## PROBLEM DETAILS
Please copy all of the records exactly, leaving nothing out.
● ● ● ● ● ● ●
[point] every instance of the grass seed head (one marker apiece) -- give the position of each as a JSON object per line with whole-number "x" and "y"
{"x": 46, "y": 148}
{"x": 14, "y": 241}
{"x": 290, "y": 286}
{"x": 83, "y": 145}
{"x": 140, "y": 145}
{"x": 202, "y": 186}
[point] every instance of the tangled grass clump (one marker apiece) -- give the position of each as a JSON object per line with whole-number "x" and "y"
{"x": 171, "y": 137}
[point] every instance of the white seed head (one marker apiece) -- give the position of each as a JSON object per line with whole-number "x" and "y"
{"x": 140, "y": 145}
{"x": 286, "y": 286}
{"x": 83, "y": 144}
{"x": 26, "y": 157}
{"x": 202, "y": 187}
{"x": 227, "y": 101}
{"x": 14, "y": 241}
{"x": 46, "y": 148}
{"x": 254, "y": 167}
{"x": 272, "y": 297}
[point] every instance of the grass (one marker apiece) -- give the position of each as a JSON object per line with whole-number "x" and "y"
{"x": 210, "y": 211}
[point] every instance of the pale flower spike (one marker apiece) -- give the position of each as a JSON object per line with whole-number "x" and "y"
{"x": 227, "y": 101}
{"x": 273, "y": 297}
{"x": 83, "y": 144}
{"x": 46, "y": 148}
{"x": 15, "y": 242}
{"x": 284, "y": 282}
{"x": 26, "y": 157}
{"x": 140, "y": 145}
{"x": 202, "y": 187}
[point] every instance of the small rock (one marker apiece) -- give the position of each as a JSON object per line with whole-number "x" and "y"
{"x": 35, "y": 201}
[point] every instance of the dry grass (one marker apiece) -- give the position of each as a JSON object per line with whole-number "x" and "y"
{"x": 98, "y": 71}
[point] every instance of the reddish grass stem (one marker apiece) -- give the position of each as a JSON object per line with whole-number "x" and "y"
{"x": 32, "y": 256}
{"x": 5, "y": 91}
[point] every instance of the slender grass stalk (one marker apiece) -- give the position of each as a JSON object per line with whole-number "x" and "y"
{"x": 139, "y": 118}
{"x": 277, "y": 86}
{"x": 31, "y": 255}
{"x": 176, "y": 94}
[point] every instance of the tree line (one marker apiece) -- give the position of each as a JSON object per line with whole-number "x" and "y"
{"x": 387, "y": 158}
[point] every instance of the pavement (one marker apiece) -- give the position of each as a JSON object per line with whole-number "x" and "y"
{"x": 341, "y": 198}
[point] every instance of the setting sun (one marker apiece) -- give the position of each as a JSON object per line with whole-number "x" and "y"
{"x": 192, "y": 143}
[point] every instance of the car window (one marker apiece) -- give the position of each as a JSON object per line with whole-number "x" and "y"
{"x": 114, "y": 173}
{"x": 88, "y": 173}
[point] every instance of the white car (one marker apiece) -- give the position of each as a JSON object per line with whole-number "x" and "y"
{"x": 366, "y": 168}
● ● ● ● ● ● ●
## ANSWER TO THIS PROBLEM
[point] every instance of the grass seed head (one marker apiece) -- give the position of each as a JSON object per line with whole-number "x" and "y"
{"x": 46, "y": 148}
{"x": 14, "y": 241}
{"x": 290, "y": 286}
{"x": 83, "y": 145}
{"x": 140, "y": 145}
{"x": 202, "y": 186}
[point] every instance of the tangled grass clump (one marker apiece) -- give the position of each as a JSON object per line with whole-number "x" and "y"
{"x": 171, "y": 137}
[point] every instance of the white seed head (one marker apiece) -- give the position of each as a JSON object per line with whole-number "x" and "y"
{"x": 140, "y": 145}
{"x": 286, "y": 286}
{"x": 83, "y": 144}
{"x": 26, "y": 157}
{"x": 202, "y": 187}
{"x": 227, "y": 101}
{"x": 14, "y": 241}
{"x": 46, "y": 148}
{"x": 254, "y": 167}
{"x": 272, "y": 297}
[point] every instance of the grass (one marker apiece) -- give the position of each as a JSON object per line with whole-number "x" and "y"
{"x": 210, "y": 211}
[point] every instance of the pale flower spike (one marker apiece) -- give the position of each as a JSON object per line with whole-number "x" and "y"
{"x": 227, "y": 101}
{"x": 273, "y": 297}
{"x": 83, "y": 144}
{"x": 46, "y": 148}
{"x": 15, "y": 242}
{"x": 284, "y": 282}
{"x": 26, "y": 157}
{"x": 140, "y": 145}
{"x": 202, "y": 187}
[point] every instance of the small rock (one marker apiece) -- give the position of each as a JSON object per line with whole-number "x" and "y"
{"x": 35, "y": 201}
[point] every instance of the dry grass (one marker apiece) -- give the position of each as a JSON object per line with whole-number "x" and "y"
{"x": 98, "y": 71}
[point] every instance of the reddish grass stem (one marker apiece) -- give the position of each as a JSON object per line with whole-number "x" and "y"
{"x": 32, "y": 256}
{"x": 5, "y": 91}
[point] every instance of the slender grass stalk (one marker apiece) -- give the position of each as a JSON object per line with whole-number "x" and "y"
{"x": 139, "y": 118}
{"x": 277, "y": 86}
{"x": 31, "y": 255}
{"x": 176, "y": 94}
[point] every instance of the tree line (one marker apiece) -- give the position of each as a JSON object per line with whole-number "x" and "y"
{"x": 387, "y": 158}
[point] every instance of the pavement (one marker apiece) -- give the position of each as a JSON object per line with whole-number "x" and "y"
{"x": 341, "y": 198}
[point] every instance of the setting sun (one marker apiece) -- give the position of each as a JSON object per line with whole-number "x" and "y"
{"x": 192, "y": 143}
[point] every instance of the car window (one marker apiece) -- give the position of each as a JSON object per line with whole-number "x" and "y"
{"x": 114, "y": 173}
{"x": 88, "y": 173}
[point] every instance of the white car (one marker apiece) -- give the position of each as a JSON object per line with whole-number "x" and "y"
{"x": 366, "y": 168}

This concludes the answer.